We need optimism, cos without it things get worse. Thats what has made this recession as bad as it is IMO, too much bad news, too many people not spending and panicking!! I'm not saying that we should all just throw caution to the wind and go for it, but a little more spending, a little more optimism will eventually create a few more jobs???? - that and stopping the banks snivelling in corners with our money!!

Jo xxx


----------



## mrypg9 (Apr 26, 2008)

jojo said:


> We need optimism, cos without it things get worse. Thats what has made this recession as bad as it is IMO, too much bad news, too many people not spending and panicking!! I'm not saying that we should all just throw caution to the wind and go for it, but a little more spending, a little more optimism will eventually create a few more jobs???? - that and stopping the banks snivelling in corners with our money!!
> 
> Jo xxx


If only optimism alone could put things right.....
But the problems are structural and deep and affect the global economy.
I think we are seeing the slow, inexorable long-term decline of the centuries-long western hegemony. The future will be Chinese, Indian or Brazilian....
All the wannabe immigrants from the UK to Spain should chuck away their 'Teach Yourself Spanish' books and get started on the Mandarin...
Many people in the UK, Spain and ROI are afraid to spend on big-ticket items as the proposed spending cuts will result in the loss of hundreds of thousands of jobs. 
Fact is, the spending boom of the past few decades has been fuelled by easy credit. Now the bills are landing on the doormat.
Low interest rates and QE have helped reduce the value of many people's debt burdens and the dys of 100 percent plus mortgages are hopefully over.
But I think I'm right in saying that UK household debt excluding mortgages is the highest in Europe.
We all enjoyed the party, now we have to suffer the hangover.


----------



## mattferrier (Oct 18, 2010)

Information provided —

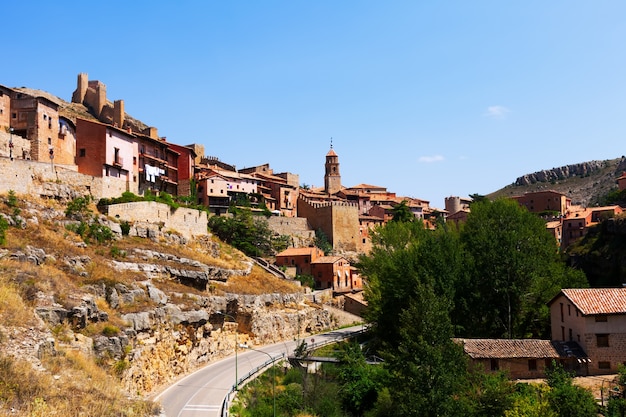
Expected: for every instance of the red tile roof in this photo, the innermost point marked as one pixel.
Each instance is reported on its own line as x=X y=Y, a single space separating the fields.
x=298 y=251
x=597 y=300
x=508 y=348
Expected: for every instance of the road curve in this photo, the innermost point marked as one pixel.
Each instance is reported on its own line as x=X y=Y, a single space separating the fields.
x=202 y=392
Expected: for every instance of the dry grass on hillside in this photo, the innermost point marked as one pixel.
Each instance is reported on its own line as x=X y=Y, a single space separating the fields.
x=72 y=385
x=258 y=282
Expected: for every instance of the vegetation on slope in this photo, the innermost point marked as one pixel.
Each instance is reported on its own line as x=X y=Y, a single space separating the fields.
x=62 y=380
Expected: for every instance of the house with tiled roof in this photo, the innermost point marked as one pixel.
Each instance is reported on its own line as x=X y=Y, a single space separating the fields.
x=336 y=273
x=577 y=222
x=595 y=318
x=299 y=259
x=523 y=358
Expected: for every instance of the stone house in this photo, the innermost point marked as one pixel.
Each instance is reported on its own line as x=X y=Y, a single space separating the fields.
x=279 y=191
x=34 y=116
x=299 y=258
x=158 y=163
x=218 y=187
x=109 y=153
x=544 y=201
x=336 y=273
x=577 y=222
x=186 y=167
x=595 y=318
x=621 y=182
x=522 y=358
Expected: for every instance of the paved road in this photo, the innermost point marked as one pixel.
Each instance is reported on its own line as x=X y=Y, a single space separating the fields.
x=202 y=393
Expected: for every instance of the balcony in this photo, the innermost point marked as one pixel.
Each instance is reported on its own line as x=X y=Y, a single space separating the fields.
x=118 y=162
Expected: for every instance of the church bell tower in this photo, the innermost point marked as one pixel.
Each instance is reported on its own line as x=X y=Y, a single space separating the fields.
x=332 y=178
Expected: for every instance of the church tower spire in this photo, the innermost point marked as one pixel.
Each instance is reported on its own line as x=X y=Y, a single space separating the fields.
x=332 y=178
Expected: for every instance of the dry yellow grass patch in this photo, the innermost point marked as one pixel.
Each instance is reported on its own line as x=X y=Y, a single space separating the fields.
x=258 y=282
x=73 y=385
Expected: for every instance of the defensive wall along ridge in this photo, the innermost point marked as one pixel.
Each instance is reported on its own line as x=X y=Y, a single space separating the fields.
x=62 y=182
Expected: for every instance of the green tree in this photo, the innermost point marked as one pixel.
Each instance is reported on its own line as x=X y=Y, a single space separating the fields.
x=404 y=256
x=429 y=370
x=244 y=231
x=514 y=269
x=358 y=381
x=567 y=399
x=322 y=242
x=4 y=225
x=402 y=213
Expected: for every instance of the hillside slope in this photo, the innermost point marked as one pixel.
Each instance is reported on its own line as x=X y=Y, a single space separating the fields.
x=585 y=183
x=93 y=321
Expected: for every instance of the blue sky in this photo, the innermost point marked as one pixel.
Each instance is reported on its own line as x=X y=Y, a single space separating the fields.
x=426 y=98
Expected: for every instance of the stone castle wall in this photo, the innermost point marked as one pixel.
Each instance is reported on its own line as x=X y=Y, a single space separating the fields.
x=298 y=228
x=338 y=220
x=187 y=222
x=55 y=181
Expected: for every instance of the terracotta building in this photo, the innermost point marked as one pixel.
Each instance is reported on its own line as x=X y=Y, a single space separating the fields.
x=595 y=318
x=545 y=201
x=522 y=358
x=110 y=153
x=299 y=258
x=158 y=163
x=279 y=191
x=335 y=272
x=577 y=222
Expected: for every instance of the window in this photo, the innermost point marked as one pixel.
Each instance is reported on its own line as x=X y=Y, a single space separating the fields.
x=602 y=340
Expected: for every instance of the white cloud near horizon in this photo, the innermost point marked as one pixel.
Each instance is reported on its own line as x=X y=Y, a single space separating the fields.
x=430 y=159
x=497 y=112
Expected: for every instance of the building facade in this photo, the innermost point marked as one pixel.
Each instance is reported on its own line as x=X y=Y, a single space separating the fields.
x=595 y=318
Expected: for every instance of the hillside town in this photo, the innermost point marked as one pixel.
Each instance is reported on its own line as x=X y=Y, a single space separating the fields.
x=103 y=152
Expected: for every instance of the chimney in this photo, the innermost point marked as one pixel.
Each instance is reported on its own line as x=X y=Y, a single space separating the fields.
x=81 y=88
x=118 y=113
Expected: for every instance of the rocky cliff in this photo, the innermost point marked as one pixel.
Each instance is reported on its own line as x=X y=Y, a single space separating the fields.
x=585 y=183
x=148 y=309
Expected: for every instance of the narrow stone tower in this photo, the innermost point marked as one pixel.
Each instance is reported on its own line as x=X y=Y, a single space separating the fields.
x=332 y=178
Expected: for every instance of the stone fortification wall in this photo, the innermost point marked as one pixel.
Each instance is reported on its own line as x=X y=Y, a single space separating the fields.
x=187 y=222
x=338 y=220
x=297 y=227
x=55 y=181
x=21 y=146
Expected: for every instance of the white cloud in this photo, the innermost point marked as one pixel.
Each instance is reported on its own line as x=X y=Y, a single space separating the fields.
x=430 y=159
x=497 y=112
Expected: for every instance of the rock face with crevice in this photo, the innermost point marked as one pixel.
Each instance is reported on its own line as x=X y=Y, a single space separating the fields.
x=151 y=331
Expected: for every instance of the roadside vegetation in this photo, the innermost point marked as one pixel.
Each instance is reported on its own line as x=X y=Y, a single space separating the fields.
x=64 y=381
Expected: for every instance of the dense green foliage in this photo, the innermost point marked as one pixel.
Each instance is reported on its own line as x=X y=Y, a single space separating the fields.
x=566 y=399
x=321 y=241
x=87 y=227
x=491 y=278
x=600 y=253
x=513 y=269
x=246 y=232
x=4 y=225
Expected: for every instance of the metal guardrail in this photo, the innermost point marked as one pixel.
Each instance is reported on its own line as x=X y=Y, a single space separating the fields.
x=249 y=376
x=258 y=369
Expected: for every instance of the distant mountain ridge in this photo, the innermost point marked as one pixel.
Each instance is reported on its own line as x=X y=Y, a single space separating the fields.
x=585 y=183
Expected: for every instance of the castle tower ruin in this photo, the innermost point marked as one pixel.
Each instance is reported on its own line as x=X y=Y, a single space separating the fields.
x=332 y=178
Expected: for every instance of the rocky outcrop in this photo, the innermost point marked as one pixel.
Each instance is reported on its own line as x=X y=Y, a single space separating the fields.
x=564 y=172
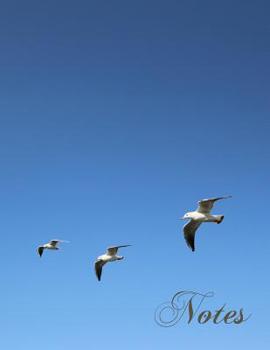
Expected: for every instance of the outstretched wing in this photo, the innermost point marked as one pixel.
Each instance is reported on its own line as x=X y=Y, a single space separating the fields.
x=189 y=233
x=113 y=250
x=205 y=205
x=98 y=268
x=40 y=251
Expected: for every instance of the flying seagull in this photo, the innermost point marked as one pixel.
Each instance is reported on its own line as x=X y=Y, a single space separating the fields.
x=109 y=256
x=51 y=245
x=197 y=217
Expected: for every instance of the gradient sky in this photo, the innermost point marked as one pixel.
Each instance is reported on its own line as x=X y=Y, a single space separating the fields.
x=116 y=117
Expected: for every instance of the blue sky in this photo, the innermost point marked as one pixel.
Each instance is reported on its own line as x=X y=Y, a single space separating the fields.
x=116 y=117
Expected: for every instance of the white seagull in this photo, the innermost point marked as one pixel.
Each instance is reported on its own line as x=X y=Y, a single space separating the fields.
x=51 y=245
x=109 y=256
x=197 y=217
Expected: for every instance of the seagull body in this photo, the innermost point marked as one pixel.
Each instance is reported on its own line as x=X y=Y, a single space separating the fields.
x=199 y=216
x=109 y=256
x=52 y=245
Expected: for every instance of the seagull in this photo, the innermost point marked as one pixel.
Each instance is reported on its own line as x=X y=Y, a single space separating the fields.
x=197 y=217
x=109 y=256
x=51 y=245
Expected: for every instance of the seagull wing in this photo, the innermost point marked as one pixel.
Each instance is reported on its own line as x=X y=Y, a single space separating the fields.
x=189 y=233
x=113 y=250
x=98 y=268
x=40 y=250
x=205 y=205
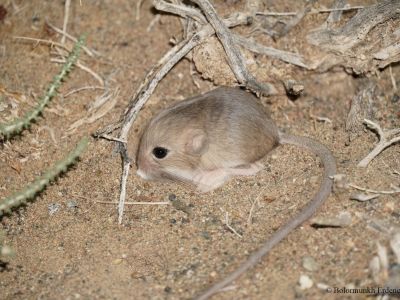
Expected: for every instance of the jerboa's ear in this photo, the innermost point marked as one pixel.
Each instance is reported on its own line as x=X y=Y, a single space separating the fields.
x=196 y=142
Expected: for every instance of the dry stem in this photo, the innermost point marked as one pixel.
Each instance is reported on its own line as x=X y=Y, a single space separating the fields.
x=386 y=139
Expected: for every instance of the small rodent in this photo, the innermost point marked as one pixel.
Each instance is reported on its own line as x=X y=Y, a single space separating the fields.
x=207 y=139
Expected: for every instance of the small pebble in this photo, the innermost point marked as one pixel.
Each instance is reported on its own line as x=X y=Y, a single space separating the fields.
x=343 y=219
x=53 y=208
x=310 y=264
x=305 y=282
x=72 y=204
x=322 y=286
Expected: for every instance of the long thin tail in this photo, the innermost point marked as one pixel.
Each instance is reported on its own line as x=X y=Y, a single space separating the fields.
x=325 y=189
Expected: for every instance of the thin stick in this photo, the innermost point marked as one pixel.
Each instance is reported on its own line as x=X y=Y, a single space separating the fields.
x=227 y=224
x=268 y=13
x=49 y=42
x=66 y=16
x=384 y=141
x=138 y=5
x=137 y=203
x=235 y=57
x=290 y=57
x=114 y=139
x=387 y=192
x=392 y=79
x=122 y=195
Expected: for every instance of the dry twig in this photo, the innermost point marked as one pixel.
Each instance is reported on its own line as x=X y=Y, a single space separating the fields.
x=386 y=139
x=235 y=57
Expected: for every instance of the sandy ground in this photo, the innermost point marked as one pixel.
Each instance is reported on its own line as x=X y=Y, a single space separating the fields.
x=69 y=246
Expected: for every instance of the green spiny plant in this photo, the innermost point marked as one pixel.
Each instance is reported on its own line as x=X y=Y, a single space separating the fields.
x=29 y=192
x=17 y=125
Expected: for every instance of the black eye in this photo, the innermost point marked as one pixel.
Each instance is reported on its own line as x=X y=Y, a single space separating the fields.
x=160 y=152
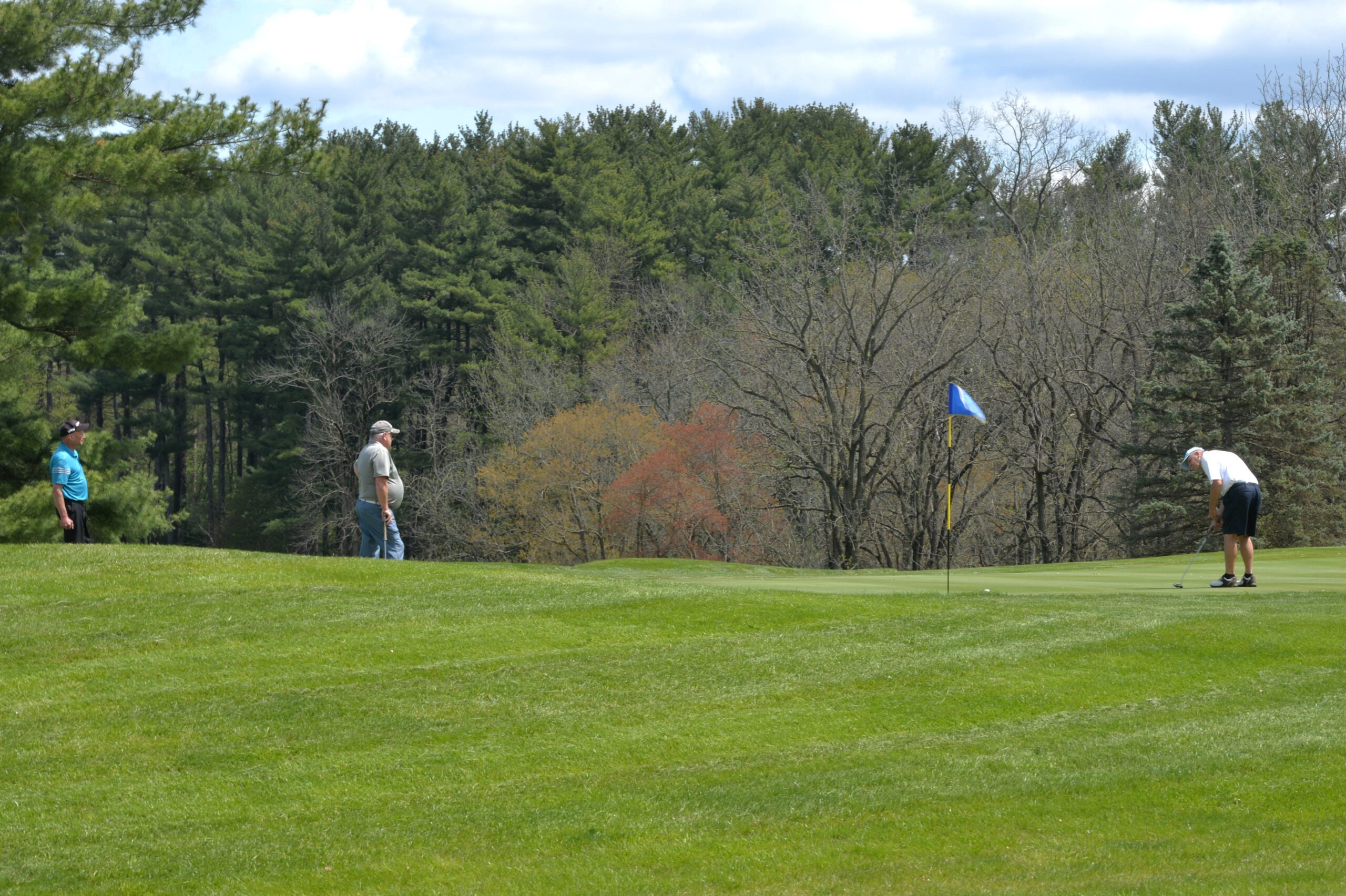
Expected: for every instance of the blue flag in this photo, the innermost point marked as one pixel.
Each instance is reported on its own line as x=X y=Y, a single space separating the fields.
x=960 y=403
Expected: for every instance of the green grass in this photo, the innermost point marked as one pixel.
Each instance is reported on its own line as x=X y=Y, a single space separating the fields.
x=189 y=721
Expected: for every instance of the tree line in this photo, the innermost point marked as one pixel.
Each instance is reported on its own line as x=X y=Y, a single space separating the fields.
x=619 y=334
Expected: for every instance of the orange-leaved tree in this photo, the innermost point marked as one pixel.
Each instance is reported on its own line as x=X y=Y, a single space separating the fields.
x=548 y=490
x=702 y=495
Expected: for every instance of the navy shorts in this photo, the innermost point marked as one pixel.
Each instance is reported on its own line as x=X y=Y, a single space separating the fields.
x=1243 y=501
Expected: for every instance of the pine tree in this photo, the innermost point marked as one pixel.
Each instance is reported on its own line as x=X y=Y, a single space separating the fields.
x=1233 y=373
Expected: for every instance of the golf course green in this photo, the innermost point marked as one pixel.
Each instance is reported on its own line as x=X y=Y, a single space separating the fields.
x=205 y=721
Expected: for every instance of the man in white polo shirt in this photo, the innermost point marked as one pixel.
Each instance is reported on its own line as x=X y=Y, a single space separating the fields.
x=1235 y=486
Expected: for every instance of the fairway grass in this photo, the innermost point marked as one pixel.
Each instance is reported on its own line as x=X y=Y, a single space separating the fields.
x=197 y=721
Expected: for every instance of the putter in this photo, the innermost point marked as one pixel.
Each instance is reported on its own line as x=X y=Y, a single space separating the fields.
x=1209 y=529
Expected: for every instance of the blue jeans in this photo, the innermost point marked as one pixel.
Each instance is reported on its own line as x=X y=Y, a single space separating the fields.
x=372 y=532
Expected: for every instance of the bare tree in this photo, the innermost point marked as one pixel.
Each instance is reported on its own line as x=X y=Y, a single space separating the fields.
x=839 y=337
x=346 y=369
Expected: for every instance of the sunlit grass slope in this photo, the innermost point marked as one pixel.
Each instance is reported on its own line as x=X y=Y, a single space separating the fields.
x=188 y=721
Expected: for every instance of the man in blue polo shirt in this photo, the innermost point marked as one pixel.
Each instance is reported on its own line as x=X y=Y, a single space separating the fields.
x=69 y=487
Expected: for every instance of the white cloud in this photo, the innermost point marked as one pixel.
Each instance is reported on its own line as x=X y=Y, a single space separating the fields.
x=434 y=62
x=360 y=39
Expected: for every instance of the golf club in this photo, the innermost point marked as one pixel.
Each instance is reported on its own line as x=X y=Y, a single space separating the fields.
x=1209 y=529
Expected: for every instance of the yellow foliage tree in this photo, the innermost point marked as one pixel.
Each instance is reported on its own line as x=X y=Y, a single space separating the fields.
x=548 y=489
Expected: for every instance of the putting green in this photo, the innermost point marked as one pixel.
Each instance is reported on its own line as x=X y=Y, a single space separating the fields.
x=1294 y=569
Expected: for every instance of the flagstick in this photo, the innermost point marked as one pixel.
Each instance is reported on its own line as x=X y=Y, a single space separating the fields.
x=948 y=540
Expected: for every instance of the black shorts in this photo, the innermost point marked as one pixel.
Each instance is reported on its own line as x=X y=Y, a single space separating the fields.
x=78 y=514
x=1243 y=501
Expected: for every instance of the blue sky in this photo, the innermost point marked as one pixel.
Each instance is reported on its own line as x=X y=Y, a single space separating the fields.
x=433 y=64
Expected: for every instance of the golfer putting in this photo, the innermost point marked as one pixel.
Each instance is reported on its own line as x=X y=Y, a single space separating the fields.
x=380 y=495
x=1235 y=501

Goal —
In the forum thread on the recession, what does mrypg9 say fueled the spending boom of the past few decades?

Full answer —
Easy credit.